§ Pointing dataset excerpts:
────────────────────────────────────────

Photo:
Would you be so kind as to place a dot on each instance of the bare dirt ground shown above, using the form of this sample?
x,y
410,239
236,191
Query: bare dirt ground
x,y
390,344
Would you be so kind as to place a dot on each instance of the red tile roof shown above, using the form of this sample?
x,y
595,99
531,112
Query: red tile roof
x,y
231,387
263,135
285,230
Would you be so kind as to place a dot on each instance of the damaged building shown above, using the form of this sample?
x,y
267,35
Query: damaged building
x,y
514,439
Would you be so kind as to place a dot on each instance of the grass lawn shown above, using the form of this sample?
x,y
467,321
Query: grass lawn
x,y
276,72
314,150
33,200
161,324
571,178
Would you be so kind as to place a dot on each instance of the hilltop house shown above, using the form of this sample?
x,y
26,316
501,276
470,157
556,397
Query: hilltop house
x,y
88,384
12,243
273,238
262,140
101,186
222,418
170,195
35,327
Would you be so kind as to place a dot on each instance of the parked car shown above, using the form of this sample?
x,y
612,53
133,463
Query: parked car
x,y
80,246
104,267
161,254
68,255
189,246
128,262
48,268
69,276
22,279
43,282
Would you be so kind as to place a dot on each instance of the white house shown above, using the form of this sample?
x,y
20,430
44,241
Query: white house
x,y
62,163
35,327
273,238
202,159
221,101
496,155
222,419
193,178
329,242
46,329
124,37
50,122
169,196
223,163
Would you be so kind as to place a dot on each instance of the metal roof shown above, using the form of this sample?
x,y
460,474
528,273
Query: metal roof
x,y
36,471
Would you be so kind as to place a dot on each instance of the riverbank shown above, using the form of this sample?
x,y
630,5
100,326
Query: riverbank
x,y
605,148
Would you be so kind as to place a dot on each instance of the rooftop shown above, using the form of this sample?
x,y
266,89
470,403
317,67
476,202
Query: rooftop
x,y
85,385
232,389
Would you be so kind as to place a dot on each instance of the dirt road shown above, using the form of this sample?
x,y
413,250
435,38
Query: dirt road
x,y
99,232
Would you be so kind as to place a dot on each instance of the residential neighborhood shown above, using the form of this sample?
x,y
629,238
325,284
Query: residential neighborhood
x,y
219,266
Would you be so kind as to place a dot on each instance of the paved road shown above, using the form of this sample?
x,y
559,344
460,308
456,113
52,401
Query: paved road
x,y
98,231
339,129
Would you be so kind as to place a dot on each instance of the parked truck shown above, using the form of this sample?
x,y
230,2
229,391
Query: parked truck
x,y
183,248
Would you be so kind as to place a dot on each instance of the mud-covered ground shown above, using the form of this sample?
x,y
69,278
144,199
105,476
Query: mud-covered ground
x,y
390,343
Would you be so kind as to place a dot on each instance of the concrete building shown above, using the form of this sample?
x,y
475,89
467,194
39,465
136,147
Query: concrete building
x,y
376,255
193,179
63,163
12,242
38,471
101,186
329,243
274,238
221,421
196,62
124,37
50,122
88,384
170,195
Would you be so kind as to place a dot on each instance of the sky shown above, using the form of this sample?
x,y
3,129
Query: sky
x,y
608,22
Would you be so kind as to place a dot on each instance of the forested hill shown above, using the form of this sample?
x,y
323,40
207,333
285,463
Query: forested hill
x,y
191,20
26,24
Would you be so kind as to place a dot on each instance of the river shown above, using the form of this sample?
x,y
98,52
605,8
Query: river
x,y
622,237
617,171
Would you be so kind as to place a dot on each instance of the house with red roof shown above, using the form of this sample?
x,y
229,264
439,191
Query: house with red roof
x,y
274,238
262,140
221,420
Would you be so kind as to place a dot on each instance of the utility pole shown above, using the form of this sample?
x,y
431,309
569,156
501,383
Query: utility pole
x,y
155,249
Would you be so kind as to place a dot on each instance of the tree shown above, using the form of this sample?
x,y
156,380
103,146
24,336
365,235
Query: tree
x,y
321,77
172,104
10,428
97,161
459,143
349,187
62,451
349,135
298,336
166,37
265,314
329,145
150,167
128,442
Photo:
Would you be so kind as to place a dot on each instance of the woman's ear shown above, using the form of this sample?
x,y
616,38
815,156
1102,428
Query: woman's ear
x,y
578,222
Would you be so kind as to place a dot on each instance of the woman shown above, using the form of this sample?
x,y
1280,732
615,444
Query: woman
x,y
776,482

────────────────────────────────────────

§ Prompt: Could you give again exactly the lines from the line containing "of the tree" through the final line of the data above, and no others?

§ Result below:
Would you be so kind as to place a dot on each instance of the tree shown above, using the form of this sample?
x,y
156,380
103,146
24,336
365,235
Query: tree
x,y
321,77
172,104
10,428
97,161
459,143
349,187
62,451
349,135
298,336
166,37
265,314
329,145
150,167
128,442
Photo:
Would you be so kind as to place a dot on each instance of the woman's ear shown above, using the form of this sample?
x,y
616,38
815,156
1102,428
Query: woman's ear
x,y
578,222
Would you be so kind as to place a dot on each instance of the woman shown above, using the form of this sample?
x,y
1280,732
615,444
Query: woman
x,y
776,482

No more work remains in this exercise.